Work required:
Pull out every line in the rows below that contains the string "reflection", and copy each one.

[Image point annotation rows]
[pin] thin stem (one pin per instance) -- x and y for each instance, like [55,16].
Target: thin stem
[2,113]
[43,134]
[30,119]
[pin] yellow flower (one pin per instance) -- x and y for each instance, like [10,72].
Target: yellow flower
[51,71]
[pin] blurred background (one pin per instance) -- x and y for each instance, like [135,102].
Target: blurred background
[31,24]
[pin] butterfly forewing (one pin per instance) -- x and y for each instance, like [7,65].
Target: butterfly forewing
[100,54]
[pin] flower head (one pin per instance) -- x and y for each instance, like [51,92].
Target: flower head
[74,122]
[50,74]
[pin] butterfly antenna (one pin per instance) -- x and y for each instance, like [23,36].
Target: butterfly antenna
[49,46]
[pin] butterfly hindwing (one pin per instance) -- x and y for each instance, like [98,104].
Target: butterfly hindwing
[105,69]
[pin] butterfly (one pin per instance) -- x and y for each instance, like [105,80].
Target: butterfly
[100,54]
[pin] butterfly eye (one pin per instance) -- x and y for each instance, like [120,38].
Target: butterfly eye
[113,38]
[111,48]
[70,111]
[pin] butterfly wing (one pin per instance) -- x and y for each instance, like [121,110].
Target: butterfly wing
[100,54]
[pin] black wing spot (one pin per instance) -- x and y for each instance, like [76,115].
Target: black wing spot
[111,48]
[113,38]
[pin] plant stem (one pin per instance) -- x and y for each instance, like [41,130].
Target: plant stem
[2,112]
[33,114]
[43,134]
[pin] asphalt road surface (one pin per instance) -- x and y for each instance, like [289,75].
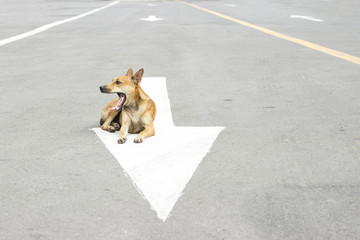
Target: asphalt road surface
[285,167]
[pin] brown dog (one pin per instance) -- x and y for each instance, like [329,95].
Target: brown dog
[137,110]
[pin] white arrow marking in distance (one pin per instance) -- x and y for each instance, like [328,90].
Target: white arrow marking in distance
[151,18]
[162,165]
[307,18]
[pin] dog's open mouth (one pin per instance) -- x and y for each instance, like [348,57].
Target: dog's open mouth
[120,102]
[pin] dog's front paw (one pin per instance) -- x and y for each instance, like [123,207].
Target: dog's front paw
[111,129]
[138,140]
[121,140]
[116,126]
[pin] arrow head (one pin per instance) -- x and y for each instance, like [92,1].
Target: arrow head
[161,167]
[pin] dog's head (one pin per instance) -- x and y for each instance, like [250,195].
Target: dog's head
[124,86]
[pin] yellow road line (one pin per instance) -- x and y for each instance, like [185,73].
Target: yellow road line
[304,43]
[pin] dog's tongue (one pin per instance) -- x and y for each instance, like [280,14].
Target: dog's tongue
[119,103]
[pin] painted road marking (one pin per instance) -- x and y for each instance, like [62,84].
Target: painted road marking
[151,19]
[307,18]
[162,165]
[51,25]
[304,43]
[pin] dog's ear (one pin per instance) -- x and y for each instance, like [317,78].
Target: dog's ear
[129,73]
[138,76]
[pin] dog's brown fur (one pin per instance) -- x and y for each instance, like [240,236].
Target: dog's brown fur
[138,111]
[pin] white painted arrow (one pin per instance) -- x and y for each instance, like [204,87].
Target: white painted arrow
[151,18]
[307,18]
[162,165]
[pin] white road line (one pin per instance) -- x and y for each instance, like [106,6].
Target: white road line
[162,165]
[51,25]
[307,18]
[151,18]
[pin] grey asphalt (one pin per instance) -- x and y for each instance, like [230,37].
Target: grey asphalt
[286,166]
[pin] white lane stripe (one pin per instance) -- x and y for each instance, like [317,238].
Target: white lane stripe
[51,25]
[307,18]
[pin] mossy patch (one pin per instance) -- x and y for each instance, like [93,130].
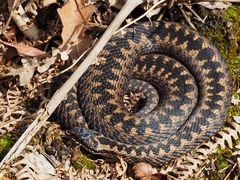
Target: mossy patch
[223,29]
[6,142]
[232,13]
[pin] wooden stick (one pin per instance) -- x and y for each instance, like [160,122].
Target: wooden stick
[44,114]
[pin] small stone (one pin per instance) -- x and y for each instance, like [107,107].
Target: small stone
[142,170]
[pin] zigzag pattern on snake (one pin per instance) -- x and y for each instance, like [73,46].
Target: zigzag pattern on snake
[193,93]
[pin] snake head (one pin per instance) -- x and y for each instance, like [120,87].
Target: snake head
[88,138]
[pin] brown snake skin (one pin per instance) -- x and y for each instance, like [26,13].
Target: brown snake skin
[189,76]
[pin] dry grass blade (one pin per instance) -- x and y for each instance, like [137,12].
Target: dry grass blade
[190,165]
[44,114]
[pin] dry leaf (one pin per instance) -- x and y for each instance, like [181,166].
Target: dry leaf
[36,166]
[215,5]
[24,50]
[73,21]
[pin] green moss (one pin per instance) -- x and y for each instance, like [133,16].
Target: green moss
[82,161]
[232,13]
[6,142]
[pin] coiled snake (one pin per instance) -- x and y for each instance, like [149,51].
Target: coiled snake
[186,76]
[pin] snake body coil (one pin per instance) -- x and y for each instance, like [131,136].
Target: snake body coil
[189,76]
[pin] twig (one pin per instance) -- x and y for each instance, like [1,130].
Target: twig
[227,176]
[186,17]
[140,17]
[44,114]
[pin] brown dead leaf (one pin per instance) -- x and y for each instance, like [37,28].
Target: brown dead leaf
[24,50]
[73,16]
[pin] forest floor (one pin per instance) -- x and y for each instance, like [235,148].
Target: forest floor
[35,47]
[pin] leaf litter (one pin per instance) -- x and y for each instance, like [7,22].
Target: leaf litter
[26,77]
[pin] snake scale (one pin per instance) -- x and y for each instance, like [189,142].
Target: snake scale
[186,76]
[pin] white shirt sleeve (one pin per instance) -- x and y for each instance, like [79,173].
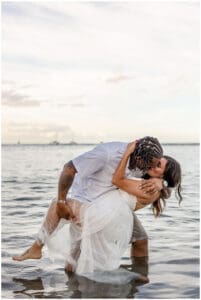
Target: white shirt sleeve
[90,162]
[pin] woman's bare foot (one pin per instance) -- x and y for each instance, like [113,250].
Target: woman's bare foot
[69,268]
[34,252]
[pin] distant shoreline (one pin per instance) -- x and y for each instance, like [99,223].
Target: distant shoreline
[94,144]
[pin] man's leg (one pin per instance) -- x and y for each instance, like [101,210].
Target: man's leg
[139,248]
[139,239]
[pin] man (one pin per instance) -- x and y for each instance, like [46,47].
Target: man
[90,176]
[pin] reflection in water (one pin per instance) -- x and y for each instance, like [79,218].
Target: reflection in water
[74,286]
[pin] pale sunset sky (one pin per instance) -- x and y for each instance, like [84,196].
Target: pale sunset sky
[100,71]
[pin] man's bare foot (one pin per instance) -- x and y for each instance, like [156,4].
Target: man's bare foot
[34,252]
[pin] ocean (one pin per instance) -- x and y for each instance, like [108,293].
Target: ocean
[29,182]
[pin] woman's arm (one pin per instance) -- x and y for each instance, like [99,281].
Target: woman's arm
[129,185]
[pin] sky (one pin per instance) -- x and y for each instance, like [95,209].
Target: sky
[100,71]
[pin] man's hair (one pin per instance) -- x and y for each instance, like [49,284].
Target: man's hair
[146,149]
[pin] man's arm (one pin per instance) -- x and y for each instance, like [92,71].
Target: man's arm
[65,182]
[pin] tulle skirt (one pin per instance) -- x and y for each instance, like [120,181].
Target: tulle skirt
[100,238]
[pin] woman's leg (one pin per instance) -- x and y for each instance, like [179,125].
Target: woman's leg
[50,223]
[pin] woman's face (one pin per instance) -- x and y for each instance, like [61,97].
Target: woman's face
[158,169]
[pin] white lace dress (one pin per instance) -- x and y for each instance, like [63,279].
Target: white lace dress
[99,238]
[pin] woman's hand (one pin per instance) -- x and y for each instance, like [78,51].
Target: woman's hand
[151,185]
[131,147]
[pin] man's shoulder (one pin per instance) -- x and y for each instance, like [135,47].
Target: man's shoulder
[115,146]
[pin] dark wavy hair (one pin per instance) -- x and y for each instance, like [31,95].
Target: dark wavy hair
[173,176]
[146,149]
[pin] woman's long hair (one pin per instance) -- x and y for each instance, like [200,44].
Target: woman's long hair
[172,175]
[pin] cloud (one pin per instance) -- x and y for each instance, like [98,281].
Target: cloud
[118,78]
[14,99]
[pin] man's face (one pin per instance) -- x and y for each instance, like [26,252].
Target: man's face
[158,167]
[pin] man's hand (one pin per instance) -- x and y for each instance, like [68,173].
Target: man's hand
[151,185]
[64,211]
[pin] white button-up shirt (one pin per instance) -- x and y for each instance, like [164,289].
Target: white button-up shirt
[95,170]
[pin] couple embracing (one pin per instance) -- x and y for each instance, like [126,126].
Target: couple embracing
[108,184]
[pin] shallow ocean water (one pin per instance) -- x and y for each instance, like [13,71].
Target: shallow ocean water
[29,181]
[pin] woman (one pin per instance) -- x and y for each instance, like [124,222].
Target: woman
[103,229]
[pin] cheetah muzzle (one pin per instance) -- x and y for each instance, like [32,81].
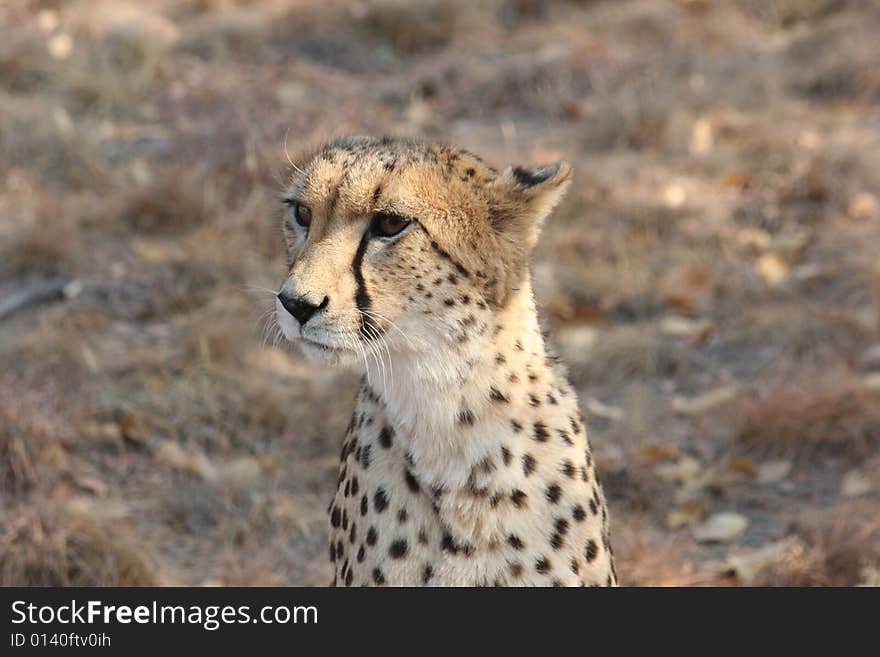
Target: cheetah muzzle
[466,462]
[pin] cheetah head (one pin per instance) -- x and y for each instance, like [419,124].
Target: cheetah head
[403,245]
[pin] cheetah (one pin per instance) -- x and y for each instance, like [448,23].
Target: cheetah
[466,461]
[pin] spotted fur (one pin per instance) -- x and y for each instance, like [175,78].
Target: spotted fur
[465,462]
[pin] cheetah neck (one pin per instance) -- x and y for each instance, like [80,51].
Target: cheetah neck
[455,407]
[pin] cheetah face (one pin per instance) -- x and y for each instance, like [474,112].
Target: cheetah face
[398,246]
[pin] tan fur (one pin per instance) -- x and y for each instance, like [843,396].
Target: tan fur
[466,462]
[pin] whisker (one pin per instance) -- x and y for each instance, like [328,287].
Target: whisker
[287,155]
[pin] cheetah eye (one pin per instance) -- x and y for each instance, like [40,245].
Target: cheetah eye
[388,225]
[302,214]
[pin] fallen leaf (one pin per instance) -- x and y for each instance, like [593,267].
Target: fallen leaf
[743,466]
[674,196]
[855,483]
[689,513]
[93,485]
[171,454]
[704,402]
[652,454]
[721,528]
[871,356]
[60,46]
[682,327]
[771,472]
[863,205]
[746,564]
[702,137]
[685,469]
[605,411]
[773,269]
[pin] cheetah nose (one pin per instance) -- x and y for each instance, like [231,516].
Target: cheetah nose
[300,307]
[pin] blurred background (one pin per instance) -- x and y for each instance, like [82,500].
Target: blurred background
[712,278]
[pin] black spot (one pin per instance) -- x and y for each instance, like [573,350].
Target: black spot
[564,435]
[443,254]
[541,434]
[496,396]
[397,549]
[361,297]
[412,482]
[530,178]
[386,437]
[380,500]
[591,551]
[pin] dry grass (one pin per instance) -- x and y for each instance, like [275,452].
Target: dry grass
[45,545]
[142,148]
[820,412]
[839,547]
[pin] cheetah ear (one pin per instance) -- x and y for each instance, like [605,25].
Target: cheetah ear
[523,198]
[520,200]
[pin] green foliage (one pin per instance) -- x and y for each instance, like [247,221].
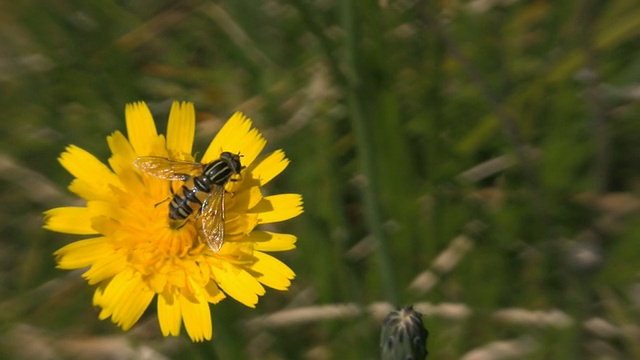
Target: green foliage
[406,122]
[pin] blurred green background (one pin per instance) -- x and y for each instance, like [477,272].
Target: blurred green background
[479,159]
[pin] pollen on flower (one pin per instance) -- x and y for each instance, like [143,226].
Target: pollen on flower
[134,252]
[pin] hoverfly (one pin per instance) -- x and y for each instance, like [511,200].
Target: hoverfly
[203,190]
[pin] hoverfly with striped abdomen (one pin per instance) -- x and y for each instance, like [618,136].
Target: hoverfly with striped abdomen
[203,190]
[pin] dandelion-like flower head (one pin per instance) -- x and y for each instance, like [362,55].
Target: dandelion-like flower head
[133,252]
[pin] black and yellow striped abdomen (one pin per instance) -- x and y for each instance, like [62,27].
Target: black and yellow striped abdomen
[191,196]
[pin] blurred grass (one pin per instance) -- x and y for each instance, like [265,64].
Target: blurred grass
[382,107]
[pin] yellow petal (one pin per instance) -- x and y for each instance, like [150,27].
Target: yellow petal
[105,268]
[83,253]
[213,293]
[236,136]
[268,167]
[268,241]
[242,200]
[89,171]
[197,319]
[70,220]
[133,304]
[272,272]
[140,128]
[180,130]
[238,284]
[277,208]
[169,315]
[123,155]
[126,297]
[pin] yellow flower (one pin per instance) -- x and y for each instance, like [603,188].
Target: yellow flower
[133,253]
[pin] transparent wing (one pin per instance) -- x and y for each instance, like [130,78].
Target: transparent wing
[212,218]
[168,169]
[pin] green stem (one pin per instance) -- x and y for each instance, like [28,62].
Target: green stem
[365,151]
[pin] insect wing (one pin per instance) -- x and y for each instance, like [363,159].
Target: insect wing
[212,218]
[168,169]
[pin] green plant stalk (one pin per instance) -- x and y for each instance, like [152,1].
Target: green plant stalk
[365,152]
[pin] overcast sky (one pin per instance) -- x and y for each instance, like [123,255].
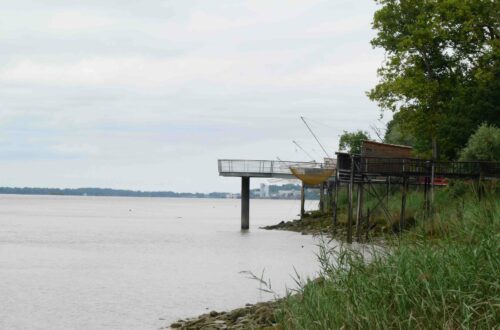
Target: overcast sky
[149,94]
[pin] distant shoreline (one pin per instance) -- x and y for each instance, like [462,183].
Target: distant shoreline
[108,192]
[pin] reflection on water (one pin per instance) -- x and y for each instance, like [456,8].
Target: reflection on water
[138,263]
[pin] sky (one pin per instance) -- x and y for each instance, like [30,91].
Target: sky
[147,95]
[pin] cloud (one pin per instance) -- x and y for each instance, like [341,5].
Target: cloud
[75,150]
[75,20]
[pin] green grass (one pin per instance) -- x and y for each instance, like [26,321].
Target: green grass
[441,274]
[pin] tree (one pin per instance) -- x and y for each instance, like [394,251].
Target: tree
[351,142]
[396,135]
[483,145]
[438,54]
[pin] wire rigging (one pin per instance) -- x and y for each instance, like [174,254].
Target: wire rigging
[314,135]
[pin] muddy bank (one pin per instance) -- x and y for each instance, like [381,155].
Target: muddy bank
[258,316]
[314,223]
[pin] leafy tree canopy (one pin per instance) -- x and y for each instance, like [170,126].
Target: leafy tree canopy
[351,142]
[483,145]
[441,72]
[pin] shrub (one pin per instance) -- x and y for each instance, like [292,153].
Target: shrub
[483,145]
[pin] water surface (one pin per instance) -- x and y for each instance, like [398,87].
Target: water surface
[138,263]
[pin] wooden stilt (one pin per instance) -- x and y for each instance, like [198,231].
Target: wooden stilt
[349,212]
[322,197]
[302,200]
[335,200]
[359,211]
[367,224]
[403,204]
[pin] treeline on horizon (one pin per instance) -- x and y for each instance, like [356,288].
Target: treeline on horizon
[106,192]
[137,193]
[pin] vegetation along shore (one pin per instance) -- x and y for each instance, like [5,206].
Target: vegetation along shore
[439,265]
[442,272]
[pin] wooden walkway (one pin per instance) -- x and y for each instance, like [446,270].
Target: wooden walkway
[378,167]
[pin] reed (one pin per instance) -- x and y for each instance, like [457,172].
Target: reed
[441,274]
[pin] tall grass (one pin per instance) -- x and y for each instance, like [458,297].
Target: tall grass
[417,283]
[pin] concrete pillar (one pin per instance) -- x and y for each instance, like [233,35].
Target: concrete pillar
[245,202]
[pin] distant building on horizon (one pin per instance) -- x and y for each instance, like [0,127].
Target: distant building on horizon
[264,190]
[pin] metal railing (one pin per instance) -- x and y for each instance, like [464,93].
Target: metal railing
[417,167]
[262,166]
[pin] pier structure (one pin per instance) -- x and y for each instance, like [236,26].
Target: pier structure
[364,171]
[246,169]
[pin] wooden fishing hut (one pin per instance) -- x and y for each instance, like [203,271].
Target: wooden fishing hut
[389,164]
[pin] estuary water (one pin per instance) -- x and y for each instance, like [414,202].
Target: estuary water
[139,263]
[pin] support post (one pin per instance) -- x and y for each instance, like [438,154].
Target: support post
[367,224]
[245,203]
[426,197]
[302,200]
[403,205]
[359,212]
[335,200]
[349,212]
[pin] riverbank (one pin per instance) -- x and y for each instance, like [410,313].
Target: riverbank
[441,273]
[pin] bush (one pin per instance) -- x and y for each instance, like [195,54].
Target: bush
[483,145]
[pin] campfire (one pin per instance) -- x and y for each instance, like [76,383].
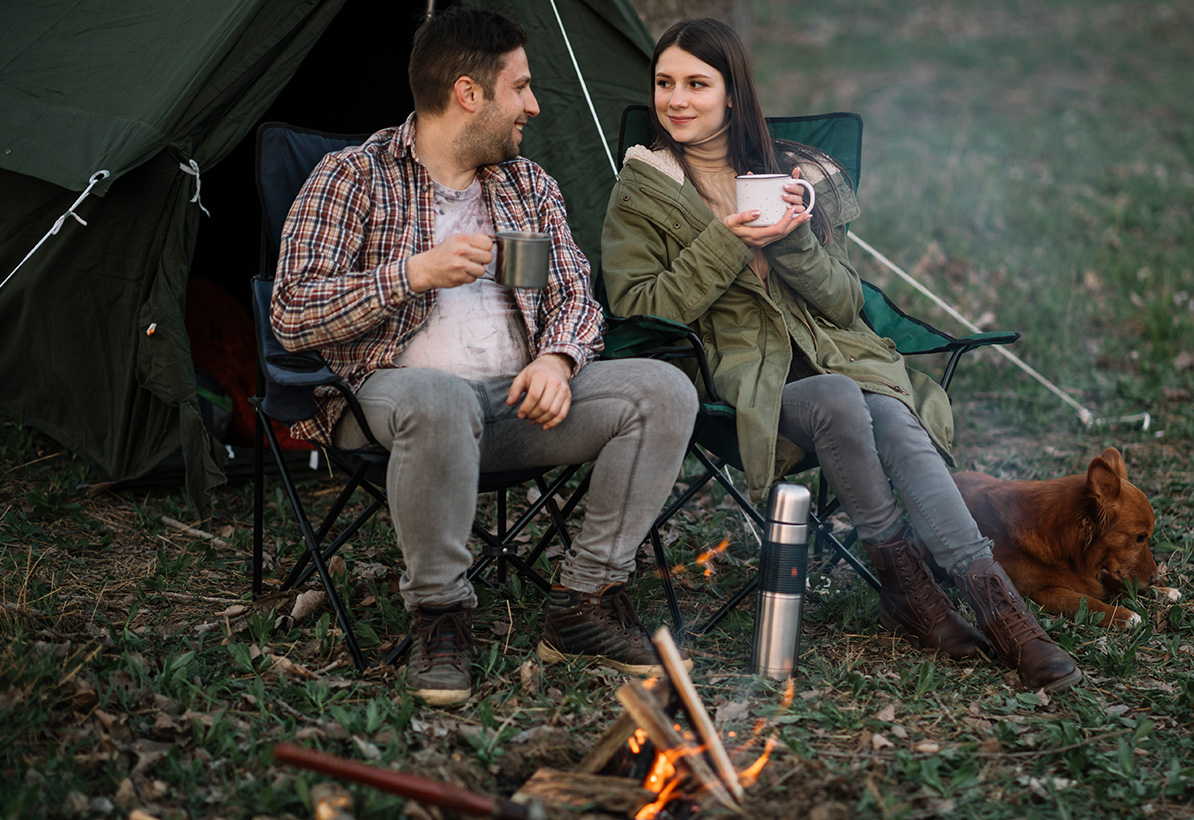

The answer:
[pin] reflection in water (one pin per instance) -- x and y for each instance, like [79,218].
Target: reflection in water
[pin] reflection on water (one pin per instance) -- x and y for each instance, like [456,8].
Target: reflection on water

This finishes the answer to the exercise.